_SHORT EXERCISE A_
In the passage about Father Benjamin Marcetteau, who ordained him a priest on August 5, 1900?
_SHORT EXERCISE B_
Duplicate the passage about Father Marcetteau from "Marcetteau, Father Benjamin" up to and including "in the Society.".

_PASSAGE SHOWN_

══════

Marcetteau, Father Benjamin
1958, April 23
Date of Birth: 1877, February 9
Paris
June 8, 1958
My dear Confreres:
Father Louis Arand has had the kindness to send to me some pages which will call up before you the person of one of our most well-known confreres in the American province, Father Benjamin Marcetteau. I thank him for his courtesy and present for you his text:
“Father Marcetteau died on Thursday, April 23rd. The following Monday His Excellency, Archbishop Keough of Baltimore, celebrated in the chapel of St. Charles College in Catonsville a Pontifical Requiem Mass, after which a procession of hundreds of priests and seminarians conducted the remains of our well-beloved confrere to the cemetery of the college. Such was the consummation of a life consecrated to God’s service, a life of which more than fifty-seven years had been lived in the priesthood and in the Society.
“Father Benjamin Marcetteau was born on February 9, 1877, at Aizenay, a little town in the heart of the Vendée, in the Diocese of Luçon. He was baptized the same day and received the name Benjamin out of the mistaken notion that he would be the last child in an already large family. He was the ninth. From confidences which now and again he was pleased to give us, we learned how highly blessed he was in the parents whom God had given him. Both were fervent Christians, but his mother especially seems to have been a person out of the ordinary. In spite of the heavy responsibilities which having a large family brought to her, she was never heard to voice the least complaint. No more did she ever show any trace of worry, so great was her trust in God’s help. Such was the religious heritage which endowed him with someone from whom he received his first and his best lessons – his mother.
“At the early age of five, Father Marcetteau was admitted to the public school. A few years later certain signs of anticlericalism in its teachers brought about the opening of a parochial school run by the Brothers. It was there that the young student finished his primary grades, after which he dedicated a whole year to the study of Latin under the direction of one of the parish assistants.
“He was only twelve when he entered the minor seminary of the Sables d’Olonne, conducted by the priests of the diocese. He spent six happy years there, and in 1895 he entered the major seminary in Luçon, at that time conducted by the Sulpicians, to make his Philosophy and Theology. At the end of his course – which was then one of four years – Father Marcetteau was intellectually and spiritually ready for priesthood, but he was not of canonical age. Meanwhile he had made up his mind to seek admission to the Society. His superiors sent him to the Catholic Institute of Paris, where he studied for a licentiate in Literature. He obtained it at the end of two years. He was just twenty-three years old. On August 5, 1900, he was ordained priest in the church of the parish he had been born in by Bishop Gendreau of Hanoi in Indochina.

══════

_DATA PROVIDED_
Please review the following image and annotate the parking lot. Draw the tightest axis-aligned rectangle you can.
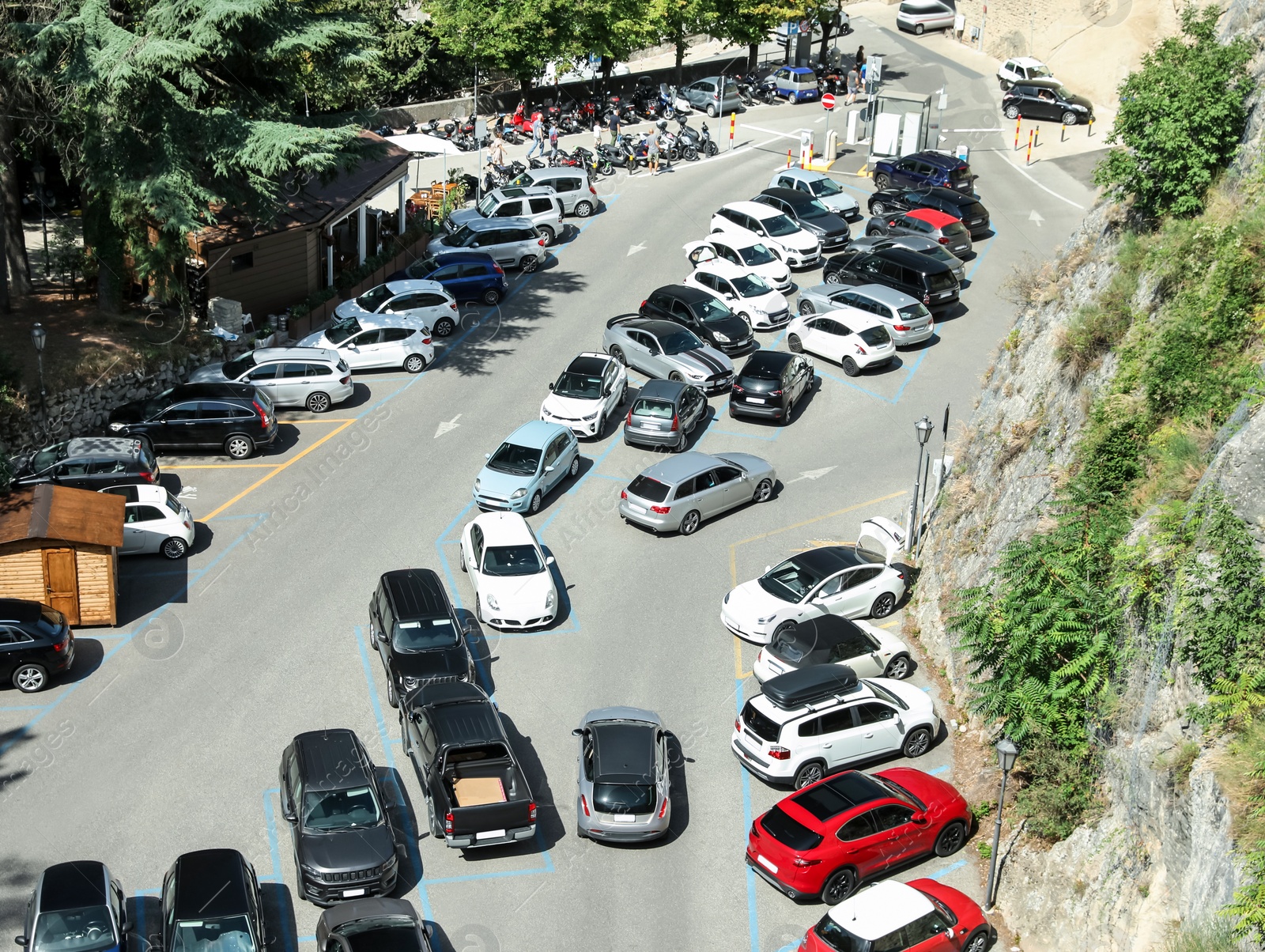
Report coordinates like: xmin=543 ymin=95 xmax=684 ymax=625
xmin=0 ymin=13 xmax=1093 ymax=952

══════

_RESPONSE A_
Bishop Gendreau of Hanoi in Indochina.

_RESPONSE B_
Marcetteau, Father Benjamin
1958, April 23
Date of Birth: 1877, February 9
Paris
June 8, 1958
My dear Confreres:
Father Louis Arand has had the kindness to send to me some pages which will call up before you the person of one of our most well-known confreres in the American province, Father Benjamin Marcetteau. I thank him for his courtesy and present for you his text:
“Father Marcetteau died on Thursday, April 23rd. The following Monday His Excellency, Archbishop Keough of Baltimore, celebrated in the chapel of St. Charles College in Catonsville a Pontifical Requiem Mass, after which a procession of hundreds of priests and seminarians conducted the remains of our well-beloved confrere to the cemetery of the college. Such was the consummation of a life consecrated to God’s service, a life of which more than fifty-seven years had been lived in the priesthood and in the Society.